Your task is to output the entries below word for word.
+++++
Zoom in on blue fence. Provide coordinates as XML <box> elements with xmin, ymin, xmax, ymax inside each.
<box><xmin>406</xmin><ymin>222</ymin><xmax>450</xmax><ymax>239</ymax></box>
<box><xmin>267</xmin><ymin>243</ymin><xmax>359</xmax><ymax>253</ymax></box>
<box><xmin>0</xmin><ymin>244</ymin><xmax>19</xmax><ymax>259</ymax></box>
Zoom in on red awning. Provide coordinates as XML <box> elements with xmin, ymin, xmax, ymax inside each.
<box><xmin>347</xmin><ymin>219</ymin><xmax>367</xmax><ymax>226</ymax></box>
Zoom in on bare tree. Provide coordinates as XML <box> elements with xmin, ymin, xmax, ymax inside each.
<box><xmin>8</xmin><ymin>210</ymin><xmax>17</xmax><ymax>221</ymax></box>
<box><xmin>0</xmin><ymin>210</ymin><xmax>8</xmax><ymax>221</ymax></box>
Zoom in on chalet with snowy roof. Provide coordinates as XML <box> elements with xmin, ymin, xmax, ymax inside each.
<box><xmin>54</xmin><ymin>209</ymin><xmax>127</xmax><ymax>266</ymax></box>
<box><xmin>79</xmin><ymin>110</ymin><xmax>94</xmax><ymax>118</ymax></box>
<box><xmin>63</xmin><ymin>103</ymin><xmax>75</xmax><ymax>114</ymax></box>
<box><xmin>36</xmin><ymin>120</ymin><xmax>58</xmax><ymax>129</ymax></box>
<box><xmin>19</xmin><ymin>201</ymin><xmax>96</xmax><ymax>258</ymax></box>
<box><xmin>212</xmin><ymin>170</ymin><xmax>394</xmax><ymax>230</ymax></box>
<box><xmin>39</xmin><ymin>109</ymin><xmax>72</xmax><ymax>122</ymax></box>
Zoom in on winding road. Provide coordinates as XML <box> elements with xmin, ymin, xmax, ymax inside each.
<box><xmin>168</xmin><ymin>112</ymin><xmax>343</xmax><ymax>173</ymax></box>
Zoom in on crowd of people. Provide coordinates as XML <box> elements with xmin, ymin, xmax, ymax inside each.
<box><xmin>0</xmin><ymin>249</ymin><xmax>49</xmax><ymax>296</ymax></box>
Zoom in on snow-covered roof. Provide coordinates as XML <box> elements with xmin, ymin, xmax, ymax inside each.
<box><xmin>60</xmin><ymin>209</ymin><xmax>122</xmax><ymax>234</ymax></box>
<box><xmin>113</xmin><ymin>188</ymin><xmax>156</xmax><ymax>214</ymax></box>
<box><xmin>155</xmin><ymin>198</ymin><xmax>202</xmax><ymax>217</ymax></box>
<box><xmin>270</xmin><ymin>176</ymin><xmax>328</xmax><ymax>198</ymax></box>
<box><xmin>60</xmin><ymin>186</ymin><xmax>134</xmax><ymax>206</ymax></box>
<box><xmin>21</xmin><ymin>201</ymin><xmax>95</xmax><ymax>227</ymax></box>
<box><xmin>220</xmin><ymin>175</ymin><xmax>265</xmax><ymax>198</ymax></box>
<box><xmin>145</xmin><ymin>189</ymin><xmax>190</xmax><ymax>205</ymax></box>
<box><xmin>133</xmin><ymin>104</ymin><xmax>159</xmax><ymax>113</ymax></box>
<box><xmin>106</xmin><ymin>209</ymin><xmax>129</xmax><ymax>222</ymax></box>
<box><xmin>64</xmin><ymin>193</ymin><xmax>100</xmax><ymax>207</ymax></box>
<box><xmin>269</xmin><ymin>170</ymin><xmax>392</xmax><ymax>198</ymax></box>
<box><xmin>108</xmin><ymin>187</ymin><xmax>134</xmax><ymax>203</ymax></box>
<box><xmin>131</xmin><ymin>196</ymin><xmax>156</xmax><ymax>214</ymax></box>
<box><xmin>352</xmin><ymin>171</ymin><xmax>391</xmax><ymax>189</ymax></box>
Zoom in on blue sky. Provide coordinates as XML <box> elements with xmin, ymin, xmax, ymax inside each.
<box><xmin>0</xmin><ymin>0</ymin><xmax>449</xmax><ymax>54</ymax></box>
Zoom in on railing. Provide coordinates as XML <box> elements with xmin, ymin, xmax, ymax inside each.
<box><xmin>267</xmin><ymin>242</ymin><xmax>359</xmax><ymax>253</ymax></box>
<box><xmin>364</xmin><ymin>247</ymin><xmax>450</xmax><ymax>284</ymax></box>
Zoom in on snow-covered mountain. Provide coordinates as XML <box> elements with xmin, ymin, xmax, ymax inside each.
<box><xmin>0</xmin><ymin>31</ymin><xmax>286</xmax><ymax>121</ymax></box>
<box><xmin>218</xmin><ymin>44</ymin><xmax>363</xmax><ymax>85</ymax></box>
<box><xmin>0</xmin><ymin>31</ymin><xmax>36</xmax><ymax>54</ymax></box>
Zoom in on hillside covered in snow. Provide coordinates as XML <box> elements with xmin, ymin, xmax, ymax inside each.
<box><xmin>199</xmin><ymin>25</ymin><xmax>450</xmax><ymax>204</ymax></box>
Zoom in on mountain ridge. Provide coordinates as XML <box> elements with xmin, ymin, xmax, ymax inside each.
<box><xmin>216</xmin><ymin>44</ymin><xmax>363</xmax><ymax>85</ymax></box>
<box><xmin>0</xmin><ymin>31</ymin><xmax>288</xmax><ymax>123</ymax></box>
+++++
Response for this exercise
Zoom in on blue fence. Provide coordinates as XML <box> elements with xmin, ymin, xmax, ymax inside each.
<box><xmin>406</xmin><ymin>222</ymin><xmax>450</xmax><ymax>239</ymax></box>
<box><xmin>267</xmin><ymin>243</ymin><xmax>359</xmax><ymax>253</ymax></box>
<box><xmin>0</xmin><ymin>244</ymin><xmax>19</xmax><ymax>259</ymax></box>
Zoom in on red awning. Provide coordinates as XML <box> elements with xmin, ymin, xmax, ymax inside each.
<box><xmin>347</xmin><ymin>219</ymin><xmax>367</xmax><ymax>226</ymax></box>
Zoom in on bare tree. Provide coordinates as XML <box> elements with xmin, ymin, xmax, ymax inside each.
<box><xmin>8</xmin><ymin>210</ymin><xmax>17</xmax><ymax>221</ymax></box>
<box><xmin>0</xmin><ymin>210</ymin><xmax>8</xmax><ymax>221</ymax></box>
Zoom in on chalet with snowy roof. Provide coordinates as XML <box> elements with xmin, ymin, xmax, ymax inside each.
<box><xmin>54</xmin><ymin>209</ymin><xmax>127</xmax><ymax>266</ymax></box>
<box><xmin>79</xmin><ymin>110</ymin><xmax>94</xmax><ymax>118</ymax></box>
<box><xmin>63</xmin><ymin>103</ymin><xmax>75</xmax><ymax>114</ymax></box>
<box><xmin>36</xmin><ymin>120</ymin><xmax>58</xmax><ymax>129</ymax></box>
<box><xmin>19</xmin><ymin>201</ymin><xmax>96</xmax><ymax>258</ymax></box>
<box><xmin>212</xmin><ymin>170</ymin><xmax>394</xmax><ymax>230</ymax></box>
<box><xmin>39</xmin><ymin>109</ymin><xmax>72</xmax><ymax>122</ymax></box>
Zoom in on winding road. Provide coordinates as XML <box> elements with xmin, ymin, xmax, ymax inside each.
<box><xmin>168</xmin><ymin>112</ymin><xmax>343</xmax><ymax>173</ymax></box>
Zoom in on crowd of people. Provide coordinates as XML <box> elements with xmin, ymin, xmax, ymax inside each.
<box><xmin>0</xmin><ymin>249</ymin><xmax>49</xmax><ymax>296</ymax></box>
Zoom in on snow-covered roof. Provide coordinates as XML <box> elements with xmin, ymin, xmax, ymax inside each.
<box><xmin>60</xmin><ymin>209</ymin><xmax>122</xmax><ymax>234</ymax></box>
<box><xmin>113</xmin><ymin>188</ymin><xmax>156</xmax><ymax>214</ymax></box>
<box><xmin>155</xmin><ymin>198</ymin><xmax>202</xmax><ymax>217</ymax></box>
<box><xmin>270</xmin><ymin>176</ymin><xmax>328</xmax><ymax>198</ymax></box>
<box><xmin>60</xmin><ymin>186</ymin><xmax>134</xmax><ymax>206</ymax></box>
<box><xmin>21</xmin><ymin>201</ymin><xmax>95</xmax><ymax>227</ymax></box>
<box><xmin>220</xmin><ymin>175</ymin><xmax>265</xmax><ymax>198</ymax></box>
<box><xmin>145</xmin><ymin>189</ymin><xmax>190</xmax><ymax>205</ymax></box>
<box><xmin>133</xmin><ymin>104</ymin><xmax>159</xmax><ymax>113</ymax></box>
<box><xmin>106</xmin><ymin>209</ymin><xmax>129</xmax><ymax>222</ymax></box>
<box><xmin>64</xmin><ymin>193</ymin><xmax>100</xmax><ymax>207</ymax></box>
<box><xmin>269</xmin><ymin>170</ymin><xmax>392</xmax><ymax>198</ymax></box>
<box><xmin>108</xmin><ymin>187</ymin><xmax>134</xmax><ymax>203</ymax></box>
<box><xmin>131</xmin><ymin>196</ymin><xmax>156</xmax><ymax>214</ymax></box>
<box><xmin>352</xmin><ymin>171</ymin><xmax>391</xmax><ymax>189</ymax></box>
Zoom in on blue sky. Provide coordinates as XML <box> elements with xmin, ymin, xmax, ymax inside each.
<box><xmin>0</xmin><ymin>0</ymin><xmax>449</xmax><ymax>54</ymax></box>
Zoom in on railing. Provide coordinates as XML <box> elements with xmin, ymin, xmax, ymax inside each.
<box><xmin>267</xmin><ymin>242</ymin><xmax>359</xmax><ymax>253</ymax></box>
<box><xmin>364</xmin><ymin>247</ymin><xmax>450</xmax><ymax>284</ymax></box>
Zoom in on snow-covered mountain. Provide coordinates as XML <box> elements with xmin, ymin, xmax, ymax inside each.
<box><xmin>0</xmin><ymin>31</ymin><xmax>286</xmax><ymax>121</ymax></box>
<box><xmin>218</xmin><ymin>44</ymin><xmax>363</xmax><ymax>85</ymax></box>
<box><xmin>0</xmin><ymin>31</ymin><xmax>36</xmax><ymax>54</ymax></box>
Zoom in on hillside covered in snow. Provide coordinates as XML <box> elements with xmin, ymin, xmax, ymax inside each.
<box><xmin>199</xmin><ymin>25</ymin><xmax>450</xmax><ymax>204</ymax></box>
Zoom in on mountain ridge. Provide coordinates as XML <box> elements with xmin, ymin, xmax, ymax inside each.
<box><xmin>216</xmin><ymin>44</ymin><xmax>363</xmax><ymax>85</ymax></box>
<box><xmin>0</xmin><ymin>31</ymin><xmax>288</xmax><ymax>123</ymax></box>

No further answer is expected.